■ Your goal ■
Each line of the data below from the one holding "object | vintage car" to the one holding "object | window on brick facade", inclusive, is to be reproduced exactly; no other line belongs in the answer.

%%

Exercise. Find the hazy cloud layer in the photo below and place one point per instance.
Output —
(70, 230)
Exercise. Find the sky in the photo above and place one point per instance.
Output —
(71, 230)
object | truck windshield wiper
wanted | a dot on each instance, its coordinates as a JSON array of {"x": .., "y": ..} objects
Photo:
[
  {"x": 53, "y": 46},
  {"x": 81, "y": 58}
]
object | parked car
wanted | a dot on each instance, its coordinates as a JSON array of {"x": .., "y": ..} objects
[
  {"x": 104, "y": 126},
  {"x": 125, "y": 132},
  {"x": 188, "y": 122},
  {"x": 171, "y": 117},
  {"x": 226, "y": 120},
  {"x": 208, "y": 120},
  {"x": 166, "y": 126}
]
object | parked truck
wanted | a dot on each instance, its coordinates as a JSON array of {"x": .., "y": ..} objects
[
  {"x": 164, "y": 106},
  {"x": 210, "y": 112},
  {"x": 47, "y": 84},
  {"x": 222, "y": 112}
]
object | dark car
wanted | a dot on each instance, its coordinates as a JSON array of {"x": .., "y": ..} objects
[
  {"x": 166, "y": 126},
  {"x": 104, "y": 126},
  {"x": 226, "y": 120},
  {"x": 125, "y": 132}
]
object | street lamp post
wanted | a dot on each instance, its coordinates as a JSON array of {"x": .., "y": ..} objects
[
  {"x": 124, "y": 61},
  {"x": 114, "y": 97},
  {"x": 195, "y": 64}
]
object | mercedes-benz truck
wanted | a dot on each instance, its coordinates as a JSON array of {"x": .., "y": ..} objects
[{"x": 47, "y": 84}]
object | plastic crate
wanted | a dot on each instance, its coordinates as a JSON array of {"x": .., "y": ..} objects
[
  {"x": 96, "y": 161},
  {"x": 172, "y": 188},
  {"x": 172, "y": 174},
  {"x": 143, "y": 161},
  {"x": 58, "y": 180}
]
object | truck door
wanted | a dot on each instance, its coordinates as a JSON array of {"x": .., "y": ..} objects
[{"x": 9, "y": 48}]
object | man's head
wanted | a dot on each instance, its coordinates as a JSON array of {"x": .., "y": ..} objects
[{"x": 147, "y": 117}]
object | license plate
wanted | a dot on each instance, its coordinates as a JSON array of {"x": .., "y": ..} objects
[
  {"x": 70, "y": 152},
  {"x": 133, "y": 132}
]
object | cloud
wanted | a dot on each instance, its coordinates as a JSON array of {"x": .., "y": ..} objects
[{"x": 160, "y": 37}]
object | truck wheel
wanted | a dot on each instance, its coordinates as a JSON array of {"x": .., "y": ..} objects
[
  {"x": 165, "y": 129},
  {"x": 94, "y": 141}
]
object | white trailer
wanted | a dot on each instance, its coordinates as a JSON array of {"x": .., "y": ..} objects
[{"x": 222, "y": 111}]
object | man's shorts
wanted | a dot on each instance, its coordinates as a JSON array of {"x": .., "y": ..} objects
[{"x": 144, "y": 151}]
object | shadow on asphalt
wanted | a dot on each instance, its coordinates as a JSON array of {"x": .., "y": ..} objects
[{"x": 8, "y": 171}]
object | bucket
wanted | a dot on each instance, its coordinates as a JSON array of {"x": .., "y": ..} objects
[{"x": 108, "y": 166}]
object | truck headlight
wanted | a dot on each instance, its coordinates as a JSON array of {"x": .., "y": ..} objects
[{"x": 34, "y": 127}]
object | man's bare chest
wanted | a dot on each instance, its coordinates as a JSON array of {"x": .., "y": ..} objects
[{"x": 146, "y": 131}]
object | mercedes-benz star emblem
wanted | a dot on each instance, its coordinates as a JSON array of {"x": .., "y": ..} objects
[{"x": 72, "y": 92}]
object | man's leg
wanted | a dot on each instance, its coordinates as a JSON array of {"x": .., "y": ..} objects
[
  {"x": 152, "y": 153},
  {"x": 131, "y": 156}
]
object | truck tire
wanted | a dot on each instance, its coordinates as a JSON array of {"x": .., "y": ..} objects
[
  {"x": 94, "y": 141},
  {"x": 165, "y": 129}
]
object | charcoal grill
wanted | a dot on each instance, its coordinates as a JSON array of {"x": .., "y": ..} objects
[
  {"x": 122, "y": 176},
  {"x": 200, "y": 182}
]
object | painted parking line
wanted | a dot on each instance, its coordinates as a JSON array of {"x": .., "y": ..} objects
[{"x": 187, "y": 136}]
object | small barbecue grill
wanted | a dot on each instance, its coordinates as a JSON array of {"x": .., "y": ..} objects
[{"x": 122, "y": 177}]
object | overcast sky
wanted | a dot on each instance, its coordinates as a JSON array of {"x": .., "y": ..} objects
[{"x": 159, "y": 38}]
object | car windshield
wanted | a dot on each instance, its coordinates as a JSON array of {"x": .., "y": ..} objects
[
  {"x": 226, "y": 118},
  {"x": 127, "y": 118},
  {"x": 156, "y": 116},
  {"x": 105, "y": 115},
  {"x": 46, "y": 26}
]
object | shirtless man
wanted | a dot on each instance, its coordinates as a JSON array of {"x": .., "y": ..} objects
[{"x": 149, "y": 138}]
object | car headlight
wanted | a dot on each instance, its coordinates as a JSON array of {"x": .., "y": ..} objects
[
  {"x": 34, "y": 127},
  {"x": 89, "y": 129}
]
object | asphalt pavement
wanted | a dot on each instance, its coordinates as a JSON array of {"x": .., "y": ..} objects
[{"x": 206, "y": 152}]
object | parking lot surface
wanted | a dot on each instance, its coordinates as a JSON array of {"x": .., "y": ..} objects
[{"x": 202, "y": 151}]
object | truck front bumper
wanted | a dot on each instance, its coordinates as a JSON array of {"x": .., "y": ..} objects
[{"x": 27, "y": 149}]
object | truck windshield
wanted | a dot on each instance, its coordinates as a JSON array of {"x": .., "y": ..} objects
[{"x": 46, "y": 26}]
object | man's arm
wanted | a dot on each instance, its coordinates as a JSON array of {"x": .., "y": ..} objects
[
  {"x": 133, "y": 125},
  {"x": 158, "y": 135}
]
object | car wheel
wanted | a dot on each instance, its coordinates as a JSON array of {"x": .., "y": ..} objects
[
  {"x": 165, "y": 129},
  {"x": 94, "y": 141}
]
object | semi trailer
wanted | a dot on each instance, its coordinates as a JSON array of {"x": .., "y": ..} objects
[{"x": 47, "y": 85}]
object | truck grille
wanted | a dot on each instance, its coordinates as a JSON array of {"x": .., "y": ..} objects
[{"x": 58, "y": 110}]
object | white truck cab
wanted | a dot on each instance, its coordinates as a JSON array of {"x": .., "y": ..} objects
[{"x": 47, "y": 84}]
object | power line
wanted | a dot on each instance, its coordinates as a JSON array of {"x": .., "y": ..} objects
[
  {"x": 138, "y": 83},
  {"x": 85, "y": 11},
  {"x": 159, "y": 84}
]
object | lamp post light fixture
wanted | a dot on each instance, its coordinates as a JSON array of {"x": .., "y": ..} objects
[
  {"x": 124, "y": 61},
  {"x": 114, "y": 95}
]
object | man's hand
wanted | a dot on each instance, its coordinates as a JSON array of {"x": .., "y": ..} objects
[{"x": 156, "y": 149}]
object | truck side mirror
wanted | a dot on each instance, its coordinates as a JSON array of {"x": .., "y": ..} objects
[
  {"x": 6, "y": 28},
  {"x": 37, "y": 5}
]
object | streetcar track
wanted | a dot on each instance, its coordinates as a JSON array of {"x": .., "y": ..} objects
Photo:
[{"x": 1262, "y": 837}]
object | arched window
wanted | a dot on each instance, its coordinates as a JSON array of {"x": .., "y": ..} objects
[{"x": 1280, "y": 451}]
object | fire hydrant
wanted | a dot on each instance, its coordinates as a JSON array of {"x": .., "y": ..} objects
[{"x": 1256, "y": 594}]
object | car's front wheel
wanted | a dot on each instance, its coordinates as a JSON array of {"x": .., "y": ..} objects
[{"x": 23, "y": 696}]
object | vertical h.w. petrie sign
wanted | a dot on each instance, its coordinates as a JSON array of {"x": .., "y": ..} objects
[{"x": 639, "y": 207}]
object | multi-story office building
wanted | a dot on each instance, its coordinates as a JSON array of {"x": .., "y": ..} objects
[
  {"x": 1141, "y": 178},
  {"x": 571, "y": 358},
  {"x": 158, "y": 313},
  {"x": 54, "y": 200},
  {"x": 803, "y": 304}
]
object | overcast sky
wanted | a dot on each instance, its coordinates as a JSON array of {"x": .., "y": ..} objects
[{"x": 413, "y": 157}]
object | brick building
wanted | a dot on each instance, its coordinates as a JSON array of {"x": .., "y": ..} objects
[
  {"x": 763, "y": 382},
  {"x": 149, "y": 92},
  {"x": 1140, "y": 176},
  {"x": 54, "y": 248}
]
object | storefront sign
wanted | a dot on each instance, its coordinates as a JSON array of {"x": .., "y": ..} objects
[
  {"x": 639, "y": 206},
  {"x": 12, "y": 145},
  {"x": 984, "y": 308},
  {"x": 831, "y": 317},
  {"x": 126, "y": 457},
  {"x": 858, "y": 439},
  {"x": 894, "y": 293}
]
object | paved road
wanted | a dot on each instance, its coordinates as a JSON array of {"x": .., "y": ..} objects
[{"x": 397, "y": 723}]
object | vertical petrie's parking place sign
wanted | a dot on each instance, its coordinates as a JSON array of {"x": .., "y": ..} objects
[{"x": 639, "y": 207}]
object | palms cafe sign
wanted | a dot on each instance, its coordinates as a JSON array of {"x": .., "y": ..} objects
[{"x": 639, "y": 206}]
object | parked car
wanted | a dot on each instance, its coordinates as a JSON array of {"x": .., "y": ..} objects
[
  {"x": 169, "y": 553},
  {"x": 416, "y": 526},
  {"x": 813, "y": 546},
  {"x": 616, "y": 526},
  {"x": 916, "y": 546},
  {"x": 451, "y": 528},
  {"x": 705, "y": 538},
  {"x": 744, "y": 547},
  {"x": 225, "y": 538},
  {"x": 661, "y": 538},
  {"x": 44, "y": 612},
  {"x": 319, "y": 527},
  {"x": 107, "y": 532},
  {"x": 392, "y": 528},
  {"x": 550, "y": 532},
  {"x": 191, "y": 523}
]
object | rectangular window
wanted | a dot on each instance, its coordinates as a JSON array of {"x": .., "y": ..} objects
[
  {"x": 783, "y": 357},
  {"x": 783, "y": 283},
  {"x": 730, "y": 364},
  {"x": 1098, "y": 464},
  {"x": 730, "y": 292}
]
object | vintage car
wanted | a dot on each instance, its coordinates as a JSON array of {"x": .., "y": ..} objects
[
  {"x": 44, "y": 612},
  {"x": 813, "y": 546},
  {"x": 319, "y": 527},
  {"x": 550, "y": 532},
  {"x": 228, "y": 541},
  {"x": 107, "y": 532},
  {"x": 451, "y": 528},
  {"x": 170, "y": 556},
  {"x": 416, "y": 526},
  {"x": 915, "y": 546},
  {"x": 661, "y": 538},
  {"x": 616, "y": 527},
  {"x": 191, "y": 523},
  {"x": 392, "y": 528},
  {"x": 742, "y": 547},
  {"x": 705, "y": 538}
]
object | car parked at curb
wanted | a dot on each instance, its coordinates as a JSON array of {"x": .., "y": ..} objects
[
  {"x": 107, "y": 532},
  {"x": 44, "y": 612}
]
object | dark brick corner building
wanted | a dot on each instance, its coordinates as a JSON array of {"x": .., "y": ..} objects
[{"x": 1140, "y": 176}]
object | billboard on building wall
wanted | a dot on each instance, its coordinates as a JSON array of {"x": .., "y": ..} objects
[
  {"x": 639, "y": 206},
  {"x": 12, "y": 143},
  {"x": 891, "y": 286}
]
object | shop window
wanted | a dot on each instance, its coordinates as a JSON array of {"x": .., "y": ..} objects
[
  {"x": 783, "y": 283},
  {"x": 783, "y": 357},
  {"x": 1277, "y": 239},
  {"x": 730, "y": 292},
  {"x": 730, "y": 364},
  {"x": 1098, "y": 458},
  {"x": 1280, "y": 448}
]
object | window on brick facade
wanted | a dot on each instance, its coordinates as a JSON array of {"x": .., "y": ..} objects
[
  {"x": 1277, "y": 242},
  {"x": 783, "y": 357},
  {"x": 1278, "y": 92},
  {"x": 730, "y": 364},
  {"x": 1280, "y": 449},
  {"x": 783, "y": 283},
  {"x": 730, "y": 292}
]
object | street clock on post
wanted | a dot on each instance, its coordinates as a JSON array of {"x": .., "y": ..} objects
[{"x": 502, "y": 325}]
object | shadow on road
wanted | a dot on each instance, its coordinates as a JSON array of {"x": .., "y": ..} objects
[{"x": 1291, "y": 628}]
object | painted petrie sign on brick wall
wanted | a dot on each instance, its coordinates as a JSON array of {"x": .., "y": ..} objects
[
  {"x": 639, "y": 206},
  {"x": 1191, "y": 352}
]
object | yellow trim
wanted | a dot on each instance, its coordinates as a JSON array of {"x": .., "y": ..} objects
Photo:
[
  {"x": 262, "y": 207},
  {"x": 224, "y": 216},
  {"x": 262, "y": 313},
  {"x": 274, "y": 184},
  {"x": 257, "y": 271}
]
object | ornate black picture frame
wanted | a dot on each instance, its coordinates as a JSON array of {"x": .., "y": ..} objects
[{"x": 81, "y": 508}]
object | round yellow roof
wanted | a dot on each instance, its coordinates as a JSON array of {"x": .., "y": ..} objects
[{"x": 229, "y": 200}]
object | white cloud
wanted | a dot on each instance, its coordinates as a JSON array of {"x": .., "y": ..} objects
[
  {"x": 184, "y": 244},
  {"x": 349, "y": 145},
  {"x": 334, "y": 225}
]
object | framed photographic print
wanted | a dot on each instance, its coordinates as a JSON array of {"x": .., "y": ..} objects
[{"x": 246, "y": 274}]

%%

■ Answer box ■
object | vintage car
wanted | a dot on each instance, its coordinates as a JSON array of {"x": .., "y": ..} objects
[
  {"x": 44, "y": 612},
  {"x": 813, "y": 546},
  {"x": 319, "y": 527},
  {"x": 550, "y": 532},
  {"x": 228, "y": 541},
  {"x": 107, "y": 532},
  {"x": 451, "y": 528},
  {"x": 170, "y": 556},
  {"x": 416, "y": 526},
  {"x": 915, "y": 546},
  {"x": 661, "y": 538},
  {"x": 616, "y": 527},
  {"x": 191, "y": 523},
  {"x": 392, "y": 528},
  {"x": 742, "y": 547},
  {"x": 705, "y": 538}
]
object | car parked at curb
wanted | a dot on each instance, its coordinates as a JSON array of {"x": .., "y": ..} objects
[
  {"x": 107, "y": 532},
  {"x": 44, "y": 612}
]
object | dark brick corner building
wanted | a dot on each instance, its coordinates as a JSON array of {"x": .., "y": ..} objects
[{"x": 1140, "y": 176}]
object | billboard on building wall
wanted | a dot on each instance, its coordinates as a JSON array of {"x": .., "y": ..} objects
[
  {"x": 639, "y": 206},
  {"x": 12, "y": 143},
  {"x": 891, "y": 286}
]
object | shop window
wanted | a dot on each instance, its coordinates as a JSON array of {"x": .., "y": ..} objects
[
  {"x": 783, "y": 283},
  {"x": 783, "y": 357},
  {"x": 1277, "y": 239},
  {"x": 730, "y": 292},
  {"x": 730, "y": 364},
  {"x": 1098, "y": 458},
  {"x": 1280, "y": 448}
]
object | window on brick facade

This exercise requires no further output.